» Records
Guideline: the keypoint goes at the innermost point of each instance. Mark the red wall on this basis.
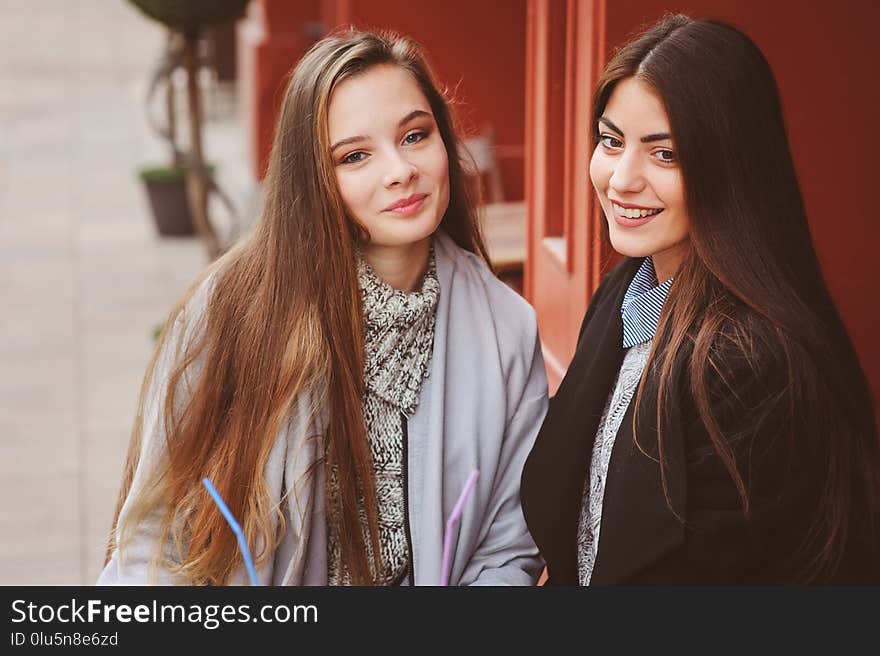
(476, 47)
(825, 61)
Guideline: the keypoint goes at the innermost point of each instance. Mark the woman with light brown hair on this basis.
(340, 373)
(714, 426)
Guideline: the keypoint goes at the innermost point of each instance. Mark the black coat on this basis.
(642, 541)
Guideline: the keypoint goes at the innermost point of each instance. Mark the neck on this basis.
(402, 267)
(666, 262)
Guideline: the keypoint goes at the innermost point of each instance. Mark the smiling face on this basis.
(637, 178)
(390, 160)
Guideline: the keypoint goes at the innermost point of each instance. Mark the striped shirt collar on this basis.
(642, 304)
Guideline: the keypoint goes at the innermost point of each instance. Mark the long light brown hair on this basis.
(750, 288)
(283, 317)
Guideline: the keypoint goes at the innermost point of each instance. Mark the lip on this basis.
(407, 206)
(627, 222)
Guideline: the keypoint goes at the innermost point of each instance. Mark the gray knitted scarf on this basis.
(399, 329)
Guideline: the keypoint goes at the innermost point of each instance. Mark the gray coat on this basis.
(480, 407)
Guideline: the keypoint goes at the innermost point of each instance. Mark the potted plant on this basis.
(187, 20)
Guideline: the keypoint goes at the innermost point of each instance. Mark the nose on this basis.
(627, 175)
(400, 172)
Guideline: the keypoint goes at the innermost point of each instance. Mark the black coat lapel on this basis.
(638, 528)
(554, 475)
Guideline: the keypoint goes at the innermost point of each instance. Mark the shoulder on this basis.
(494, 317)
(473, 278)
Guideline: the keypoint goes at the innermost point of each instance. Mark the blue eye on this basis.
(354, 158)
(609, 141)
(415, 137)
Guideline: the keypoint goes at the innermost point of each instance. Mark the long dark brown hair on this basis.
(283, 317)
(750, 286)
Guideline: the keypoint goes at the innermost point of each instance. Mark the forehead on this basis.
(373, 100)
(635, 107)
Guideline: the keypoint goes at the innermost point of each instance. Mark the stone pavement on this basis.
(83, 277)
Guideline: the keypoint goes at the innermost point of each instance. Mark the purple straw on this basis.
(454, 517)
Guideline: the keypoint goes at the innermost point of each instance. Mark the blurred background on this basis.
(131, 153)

» Task instructions
Please set down the whole listing exactly, apart from the pictures.

» Solution to this problem
Guideline: the keypoint goes at the innermost point of each instance. Mark the red wall on this basis.
(476, 47)
(825, 61)
Guideline: the keypoint goes at the innermost point of each instance. Mark the woman with light brown hair on this basis.
(340, 373)
(714, 426)
Guideline: the keypoint goes at the innermost point of each instance. Mark the black coat on this basis.
(642, 541)
Guideline: the keypoint goes at the innermost point of each instance. Mark the neck on this basis.
(402, 267)
(666, 262)
Guideline: the keypoint goes at the innermost point of each instance. Mark the smiling face on this basis.
(637, 178)
(390, 160)
Guideline: the keypoint goes at the innermost point of each instance. Mark the striped shirt collar on this basis.
(642, 304)
Guideline: the keypoint goes at the innermost point of each instance. Mark the long light brown hair on this basis.
(750, 288)
(283, 317)
Guideline: the keypoint goes at the innermost point of each instance. Mark the lip on this basis.
(407, 206)
(627, 222)
Guideline: the keypoint goes at the innermost point of each instance. Mark the gray knitted scarf on this basis.
(399, 329)
Guideline: the keypoint goes at the innermost point of each instance. Mark the gray coat on this basis.
(480, 407)
Guideline: the keypoint goes at the innermost point of each instance. Mark the potted plant on this basis.
(187, 20)
Guideline: the keypoint goes at the innermost point of each instance. Mark the nose on this basis.
(627, 175)
(400, 172)
Guideline: the keypoint goes at the innermost point of each instance. Mark the black coat lapel on this basis.
(638, 528)
(554, 475)
Guideline: the keypoint goes at the innermost point of each instance. Mark the shoulder on this basis.
(494, 317)
(473, 278)
Guideline: the keypoint goes at the innermost point of each instance. Mark the blue eye on this basis.
(354, 158)
(609, 141)
(415, 137)
Guideline: the keypoint goes at the innermost point of each instance. Mark the long dark brown hair on this basis.
(283, 317)
(750, 286)
Guideline: the keypoint goes at the innermost point of each instance. Mark the forehead on this basis.
(373, 100)
(635, 107)
Guideline: the keypoint goes at the innermost point of each instance. Mark the stone pavement on this basis.
(83, 277)
Guideline: the keypoint goes at the innermost point of each instance. Mark the purple straw on this basis.
(454, 517)
Guideline: the keypoint goes at the innermost point of each instance. Mark the blurred background on this basis.
(131, 153)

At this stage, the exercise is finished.